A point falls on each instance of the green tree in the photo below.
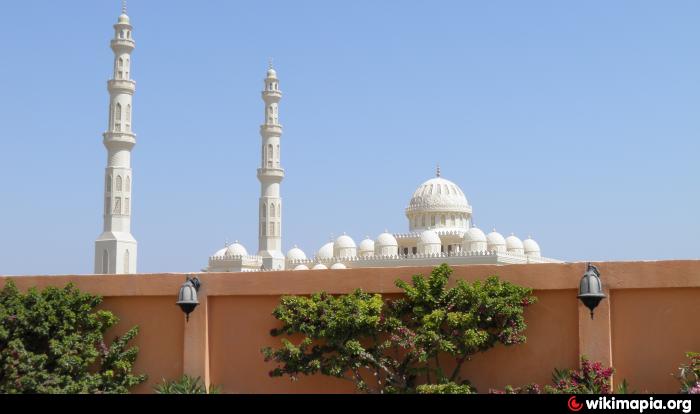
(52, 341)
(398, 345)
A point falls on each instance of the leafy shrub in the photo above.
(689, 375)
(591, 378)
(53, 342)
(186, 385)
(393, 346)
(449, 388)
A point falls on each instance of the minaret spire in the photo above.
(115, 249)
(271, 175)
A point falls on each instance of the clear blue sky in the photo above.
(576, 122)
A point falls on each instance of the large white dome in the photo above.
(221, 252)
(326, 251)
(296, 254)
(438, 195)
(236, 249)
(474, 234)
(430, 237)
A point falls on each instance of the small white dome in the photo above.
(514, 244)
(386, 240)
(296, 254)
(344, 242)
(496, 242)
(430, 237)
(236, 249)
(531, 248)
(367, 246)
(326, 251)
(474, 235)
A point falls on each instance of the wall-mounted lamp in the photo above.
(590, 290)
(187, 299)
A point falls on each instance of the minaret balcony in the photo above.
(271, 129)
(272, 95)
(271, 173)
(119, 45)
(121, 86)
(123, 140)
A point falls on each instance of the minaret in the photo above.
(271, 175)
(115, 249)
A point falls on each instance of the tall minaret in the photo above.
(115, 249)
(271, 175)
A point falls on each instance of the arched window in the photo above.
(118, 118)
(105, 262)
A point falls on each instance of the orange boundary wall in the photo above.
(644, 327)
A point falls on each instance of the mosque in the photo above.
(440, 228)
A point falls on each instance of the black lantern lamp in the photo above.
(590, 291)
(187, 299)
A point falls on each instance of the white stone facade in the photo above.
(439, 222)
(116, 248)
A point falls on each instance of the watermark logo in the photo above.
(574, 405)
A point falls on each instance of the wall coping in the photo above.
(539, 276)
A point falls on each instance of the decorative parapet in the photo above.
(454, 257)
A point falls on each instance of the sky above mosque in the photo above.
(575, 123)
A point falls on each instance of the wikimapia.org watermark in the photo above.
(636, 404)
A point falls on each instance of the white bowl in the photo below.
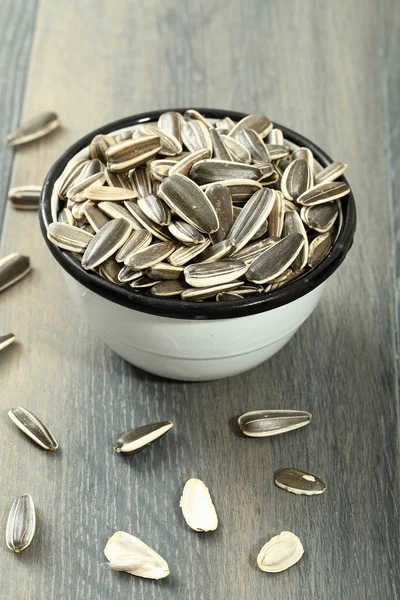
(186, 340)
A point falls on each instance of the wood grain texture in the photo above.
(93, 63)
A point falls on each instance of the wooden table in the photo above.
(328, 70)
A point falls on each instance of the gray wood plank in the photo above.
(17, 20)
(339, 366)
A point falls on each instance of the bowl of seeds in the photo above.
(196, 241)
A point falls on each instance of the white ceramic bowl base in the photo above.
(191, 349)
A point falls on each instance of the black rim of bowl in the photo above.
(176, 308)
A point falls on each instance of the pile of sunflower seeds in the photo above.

### Exercise task
Rewrite all of the material above with "image" in place of "photo" everywhere it appears, changing nothing else. Leave the pictures out.

### The result
A point falls on each instance of the green tree in the image below.
(52, 341)
(398, 345)
A point falls on each instance of the leafy shrub in the image above.
(689, 375)
(591, 378)
(53, 342)
(186, 385)
(393, 346)
(449, 388)
A point falls on each instance of the minaret spire in the image above.
(115, 249)
(271, 175)
A point falls on each instance of the clear blue sky in the image above.
(576, 122)
A point falls on each instance of the large white dome in the image above.
(221, 252)
(326, 251)
(296, 254)
(438, 195)
(236, 249)
(474, 234)
(430, 237)
A point falls on each instance of the small white dome in the image above.
(514, 244)
(386, 240)
(296, 254)
(344, 242)
(496, 242)
(430, 237)
(236, 249)
(531, 248)
(367, 246)
(326, 251)
(474, 235)
A point falls on each instance of the wall-mounted lamp in the image above.
(590, 290)
(187, 299)
A point falls on each instance of the minaret balcony in the image above.
(271, 129)
(272, 95)
(271, 173)
(119, 45)
(121, 86)
(123, 140)
A point falls on each instance of the minaret in the image above.
(271, 175)
(115, 249)
A point falls on each instance of the tall minaret in the image above.
(115, 249)
(271, 175)
A point falls on each instance of the arched window in the image above.
(118, 118)
(105, 262)
A point falls on each instance of the orange boundary wall in the image above.
(644, 327)
A point falls on each instance of the mosque in the image above.
(440, 228)
A point falls on each instance of the black lantern lamp in the image above.
(590, 291)
(187, 299)
A point falls on each instance of the white stone facade in the image above.
(439, 222)
(116, 248)
A point falls on each instance of the watermark logo in the image above.
(574, 405)
A point falls on each instance of the wall coping in the image above.
(539, 276)
A point falls on each instance of the decorative parapet in the image above.
(454, 257)
A point falls on each instance of the sky above mosque in the image above.
(575, 123)
A point falls on each instance of the wikimapia.org watermark in the image above.
(636, 404)
A point falls on each instance of the white bowl in the image below.
(186, 340)
A point falls on each instance of the wood grain texture in the image above.
(93, 63)
A point falls on each instance of the wooden table in the image above.
(328, 70)
A point falls on each instance of the gray wood plank in the image above.
(17, 20)
(339, 366)
A point falls on each instance of the bowl of seeds in the image above.
(196, 241)
A point falls on each instance of the white ceramic bowl base in the image above.
(191, 349)
A point falls on each instance of the black rim of bowl in the image above.
(176, 308)
A point falls on each instance of the pile of sunflower seeds in the image above.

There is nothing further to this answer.